::: SELECTED TEXT
# New to Reptiles



## PiranhaLos (Feb 13, 2007)

hello i am new to reptiles. i am a noob and have no experience what so ever with reptiles. however, i am very interested in getting some as pets. i need your advice to help pick out my type of reptile. heres what im looking for: either a snake or a group of lizards that would be VERY VERY VERY EASY TO HANDLE and are NOT aggresive to humans as i want something that i can pick up alot and not have to worry about it biting me or my little cousins and sister, something that DOES NOT grow past 4 ft. (anything larger than that, i will NOT be allowed to have) and DOES NOT grow less than 8 inches.

** i am slightly leaning more towards lizards that i can have a group of (say 3+) and not have any problems with aggression or fighting or biting humans when coming in contact with humans and would be good for a first timer.

p.s tank size is not an issue as long as it doesnt go bigger than 75 g

any advice/suggestions/comments/answers are greatly appreciated as i am very eagered to getting a reptile pet.


----------



## dark FrOsT (Sep 23, 2006)

welcome to the site, glad to see another member interested in herps.

well if you go the lizard route you can get geckos and they can be housed together without ne problems and you can put a lot more then 3 in a 75 gal tank







but ive never owned then and im not to sure how well they are handled. i think its okay but i am not sure. like lepord geckos and what not come in tons of colours, i see them at all the pet stores all the time and they easy to care for. also most dont get to big.

if you want something larger you can look at getting a bearded dragon they are easy to care for, easy to handle but im not sure if you could get away with keeping 3 in a 75 gal tank, maybe 2. they also come in different colour morphs (colours).

something you have to remember if you keep more then one species in the same tank is not them killing each other but i them mating ... what are you going to do if they have babies.

me presonally i like snakes i find they are easier to care for. you dont need to feed them daily its once a week and thats it and because of this it cost less weekly to keep them. so ya i find them easier but thats just my opinion. just make sure it has eaten before you buy it ask if you can see a feeding, some snakes are picky eaters. you dont want a picky snake.

also just me thinking do u have the 75 gal tank or are you going to have to buy a new tank(s) casue you can always get 2 30 gal tanks and get 2 snakes.
::::::
::: RECORD EXTRACTS
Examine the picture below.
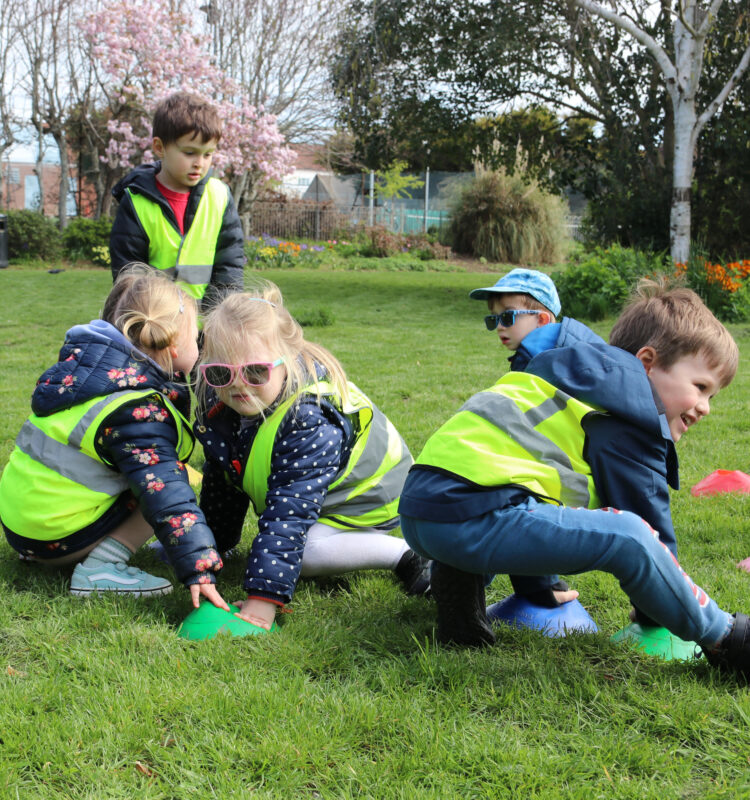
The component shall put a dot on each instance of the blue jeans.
(536, 538)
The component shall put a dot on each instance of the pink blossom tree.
(144, 52)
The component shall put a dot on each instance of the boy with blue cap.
(567, 466)
(521, 304)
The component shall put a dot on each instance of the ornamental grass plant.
(353, 697)
(505, 218)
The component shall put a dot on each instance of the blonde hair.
(149, 309)
(677, 324)
(259, 315)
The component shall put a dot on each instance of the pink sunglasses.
(253, 373)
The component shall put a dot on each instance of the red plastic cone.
(722, 480)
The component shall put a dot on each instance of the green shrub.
(506, 219)
(426, 246)
(32, 235)
(88, 240)
(381, 243)
(590, 290)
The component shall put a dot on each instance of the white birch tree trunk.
(692, 24)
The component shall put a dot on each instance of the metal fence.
(303, 219)
(298, 220)
(308, 219)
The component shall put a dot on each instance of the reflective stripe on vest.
(188, 258)
(55, 483)
(367, 491)
(522, 431)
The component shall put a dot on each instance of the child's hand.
(565, 597)
(209, 591)
(258, 612)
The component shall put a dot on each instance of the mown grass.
(353, 698)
::::::
WORK REQUIRED >>
Using the reptile thread, decide whether each statement below agrees with it. Answer yes or no for each, and quote the words from the thread that decide it.
1. The first poster will not use a tank bigger than 75 gallons.
2. The reply says snakes have to be fed every day.
3. The reply mentions two 30-gallon tanks as an option.

COMPLETED EXERCISE >>
1. Yes: "tank size is not an issue as long as it doesnt go bigger than 75 g"
2. No: "you dont need to feed them daily its once a week and thats it"
3. Yes: "you can always get 2 30 gal tanks and get 2 snakes"